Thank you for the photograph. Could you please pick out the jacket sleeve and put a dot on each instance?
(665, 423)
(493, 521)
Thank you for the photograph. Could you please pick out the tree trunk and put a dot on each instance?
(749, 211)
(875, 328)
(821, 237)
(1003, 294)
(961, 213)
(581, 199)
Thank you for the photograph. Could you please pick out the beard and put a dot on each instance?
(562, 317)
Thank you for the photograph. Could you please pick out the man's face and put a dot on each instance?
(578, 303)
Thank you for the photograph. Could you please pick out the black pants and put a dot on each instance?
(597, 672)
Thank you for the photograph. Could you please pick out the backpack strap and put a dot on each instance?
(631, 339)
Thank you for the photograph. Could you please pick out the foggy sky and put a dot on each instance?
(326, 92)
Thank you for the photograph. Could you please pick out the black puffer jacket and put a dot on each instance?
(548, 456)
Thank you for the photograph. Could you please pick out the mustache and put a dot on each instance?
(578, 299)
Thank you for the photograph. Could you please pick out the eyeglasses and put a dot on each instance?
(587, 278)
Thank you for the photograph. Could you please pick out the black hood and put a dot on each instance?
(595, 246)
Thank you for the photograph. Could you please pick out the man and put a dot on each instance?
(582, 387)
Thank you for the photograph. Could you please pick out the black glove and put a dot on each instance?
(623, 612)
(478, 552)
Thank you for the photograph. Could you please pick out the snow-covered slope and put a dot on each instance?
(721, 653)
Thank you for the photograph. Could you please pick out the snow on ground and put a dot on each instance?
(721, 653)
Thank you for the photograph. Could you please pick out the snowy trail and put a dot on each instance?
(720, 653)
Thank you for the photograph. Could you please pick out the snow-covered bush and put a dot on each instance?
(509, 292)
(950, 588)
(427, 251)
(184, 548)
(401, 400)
==
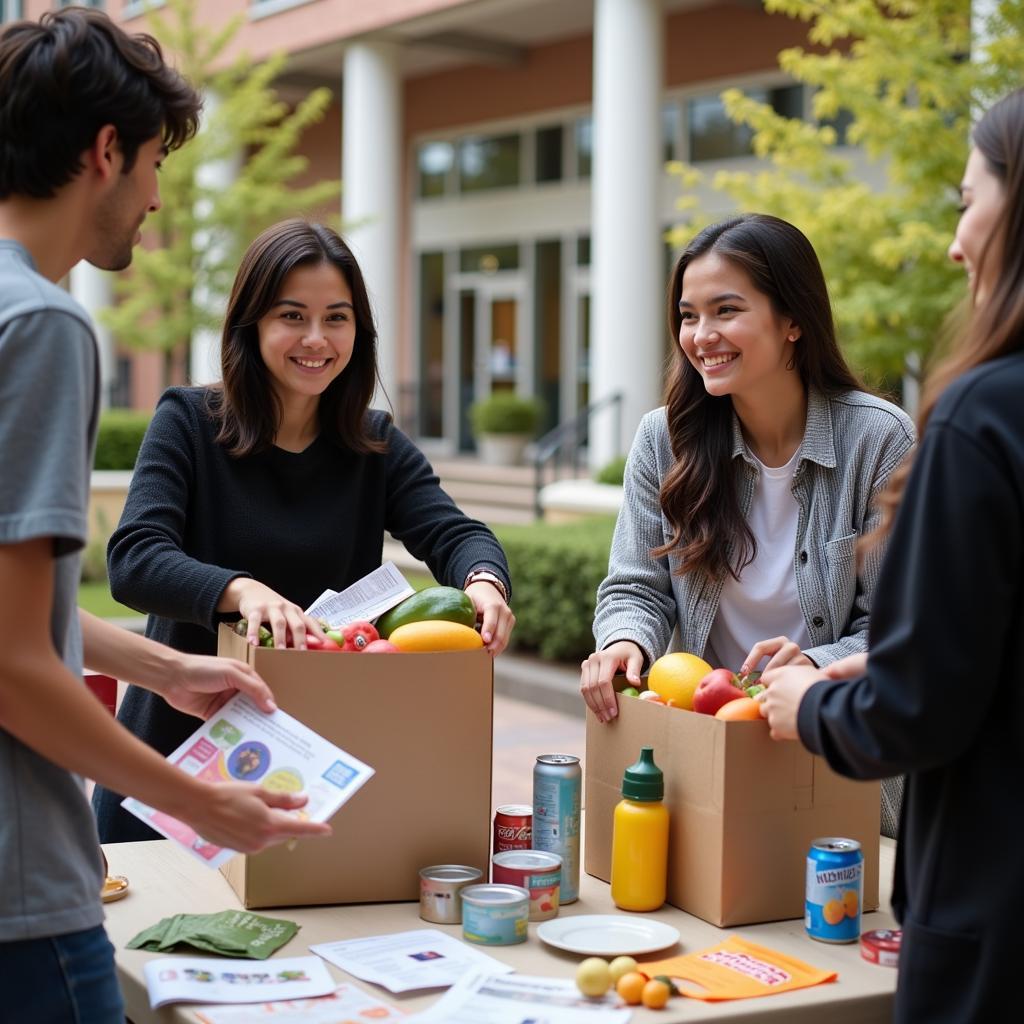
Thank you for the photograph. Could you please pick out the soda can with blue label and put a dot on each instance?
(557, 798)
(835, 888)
---
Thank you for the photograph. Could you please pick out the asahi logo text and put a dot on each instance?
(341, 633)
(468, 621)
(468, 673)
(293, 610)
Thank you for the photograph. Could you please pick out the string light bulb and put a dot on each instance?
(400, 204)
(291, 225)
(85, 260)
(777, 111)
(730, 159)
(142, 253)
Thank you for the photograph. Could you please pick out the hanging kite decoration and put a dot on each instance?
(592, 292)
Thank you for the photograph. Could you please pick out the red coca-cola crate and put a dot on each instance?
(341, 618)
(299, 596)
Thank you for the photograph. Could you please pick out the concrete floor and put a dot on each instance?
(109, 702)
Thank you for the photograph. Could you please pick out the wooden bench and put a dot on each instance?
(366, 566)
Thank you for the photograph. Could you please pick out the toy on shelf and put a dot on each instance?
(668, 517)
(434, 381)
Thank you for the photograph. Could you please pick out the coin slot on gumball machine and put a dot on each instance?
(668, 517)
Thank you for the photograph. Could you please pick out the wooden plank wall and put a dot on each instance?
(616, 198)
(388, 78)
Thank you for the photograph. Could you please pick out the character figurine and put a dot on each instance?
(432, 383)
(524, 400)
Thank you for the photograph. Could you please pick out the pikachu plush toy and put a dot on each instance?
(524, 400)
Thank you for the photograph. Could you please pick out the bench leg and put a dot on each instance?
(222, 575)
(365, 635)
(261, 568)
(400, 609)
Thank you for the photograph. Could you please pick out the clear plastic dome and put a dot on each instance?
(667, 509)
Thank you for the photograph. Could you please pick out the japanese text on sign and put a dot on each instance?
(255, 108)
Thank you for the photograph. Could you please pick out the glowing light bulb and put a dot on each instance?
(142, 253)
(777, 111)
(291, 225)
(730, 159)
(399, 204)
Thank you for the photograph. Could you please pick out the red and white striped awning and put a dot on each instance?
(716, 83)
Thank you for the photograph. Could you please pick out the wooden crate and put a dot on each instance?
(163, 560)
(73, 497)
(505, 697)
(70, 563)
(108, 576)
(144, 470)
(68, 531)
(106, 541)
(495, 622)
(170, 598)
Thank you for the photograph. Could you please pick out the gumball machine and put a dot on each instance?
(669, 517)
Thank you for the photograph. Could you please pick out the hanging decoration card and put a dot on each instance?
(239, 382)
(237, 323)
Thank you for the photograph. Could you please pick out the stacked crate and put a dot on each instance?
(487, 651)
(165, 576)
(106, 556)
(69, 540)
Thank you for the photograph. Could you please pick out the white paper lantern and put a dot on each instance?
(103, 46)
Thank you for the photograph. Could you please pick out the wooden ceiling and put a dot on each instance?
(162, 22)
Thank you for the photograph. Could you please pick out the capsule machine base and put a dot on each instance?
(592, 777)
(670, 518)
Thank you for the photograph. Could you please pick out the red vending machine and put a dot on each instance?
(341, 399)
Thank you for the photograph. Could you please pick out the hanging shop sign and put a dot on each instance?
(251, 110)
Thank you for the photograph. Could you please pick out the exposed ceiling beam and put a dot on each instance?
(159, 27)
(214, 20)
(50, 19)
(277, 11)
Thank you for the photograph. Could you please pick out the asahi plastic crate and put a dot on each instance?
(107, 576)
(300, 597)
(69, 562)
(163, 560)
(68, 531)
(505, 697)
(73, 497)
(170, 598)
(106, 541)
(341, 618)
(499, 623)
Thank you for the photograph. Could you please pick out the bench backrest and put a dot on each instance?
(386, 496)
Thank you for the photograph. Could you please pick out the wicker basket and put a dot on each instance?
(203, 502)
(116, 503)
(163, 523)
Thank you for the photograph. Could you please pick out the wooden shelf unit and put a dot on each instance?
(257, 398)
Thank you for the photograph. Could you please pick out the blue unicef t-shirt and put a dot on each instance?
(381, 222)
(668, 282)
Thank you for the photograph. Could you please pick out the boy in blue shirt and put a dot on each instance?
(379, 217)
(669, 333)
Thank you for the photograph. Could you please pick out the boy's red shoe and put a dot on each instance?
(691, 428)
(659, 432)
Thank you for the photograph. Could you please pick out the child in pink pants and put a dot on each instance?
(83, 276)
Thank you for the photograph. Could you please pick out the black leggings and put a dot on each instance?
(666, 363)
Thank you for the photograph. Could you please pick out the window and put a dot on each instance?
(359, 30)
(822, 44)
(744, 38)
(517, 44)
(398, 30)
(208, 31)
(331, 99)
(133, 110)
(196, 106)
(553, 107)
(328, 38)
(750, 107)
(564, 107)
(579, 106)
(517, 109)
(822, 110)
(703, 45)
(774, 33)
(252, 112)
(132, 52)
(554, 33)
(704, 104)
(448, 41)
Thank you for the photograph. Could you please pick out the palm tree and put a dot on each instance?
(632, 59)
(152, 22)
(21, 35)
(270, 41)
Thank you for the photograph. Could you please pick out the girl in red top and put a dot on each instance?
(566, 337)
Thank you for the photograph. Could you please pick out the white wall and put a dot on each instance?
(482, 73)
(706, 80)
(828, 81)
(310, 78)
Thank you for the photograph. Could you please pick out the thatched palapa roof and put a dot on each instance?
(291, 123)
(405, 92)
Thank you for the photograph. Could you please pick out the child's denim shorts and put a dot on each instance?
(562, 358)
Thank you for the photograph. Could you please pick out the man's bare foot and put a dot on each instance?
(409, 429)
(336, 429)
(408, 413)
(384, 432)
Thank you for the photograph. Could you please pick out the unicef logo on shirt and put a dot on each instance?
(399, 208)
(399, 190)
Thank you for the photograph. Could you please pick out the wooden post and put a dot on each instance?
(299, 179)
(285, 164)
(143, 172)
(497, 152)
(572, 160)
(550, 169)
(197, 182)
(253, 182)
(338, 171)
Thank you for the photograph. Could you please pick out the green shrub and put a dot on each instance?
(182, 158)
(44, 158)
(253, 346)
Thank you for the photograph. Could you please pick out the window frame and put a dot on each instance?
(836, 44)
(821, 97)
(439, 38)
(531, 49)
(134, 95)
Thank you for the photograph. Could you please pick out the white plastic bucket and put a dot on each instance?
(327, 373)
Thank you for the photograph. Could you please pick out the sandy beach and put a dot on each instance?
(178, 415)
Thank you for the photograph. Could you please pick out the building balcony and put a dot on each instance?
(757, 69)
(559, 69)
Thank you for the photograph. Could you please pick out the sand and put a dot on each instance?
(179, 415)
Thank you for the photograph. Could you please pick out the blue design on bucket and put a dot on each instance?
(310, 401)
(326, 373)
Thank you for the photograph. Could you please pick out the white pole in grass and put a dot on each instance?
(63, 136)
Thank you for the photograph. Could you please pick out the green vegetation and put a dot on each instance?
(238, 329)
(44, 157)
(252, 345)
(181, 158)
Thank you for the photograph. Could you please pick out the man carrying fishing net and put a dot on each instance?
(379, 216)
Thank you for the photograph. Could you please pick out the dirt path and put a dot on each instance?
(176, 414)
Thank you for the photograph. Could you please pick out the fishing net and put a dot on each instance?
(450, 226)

** Task statement **
Find each line in the material above that contains the word "shelf", and copy those lines.

** Response **
Thank you for the photograph. Could you please pick out the toy on shelf and put a dot on each instance?
Thank you for the photograph. Could you please pick out the wooden shelf unit and put a dot on each instance?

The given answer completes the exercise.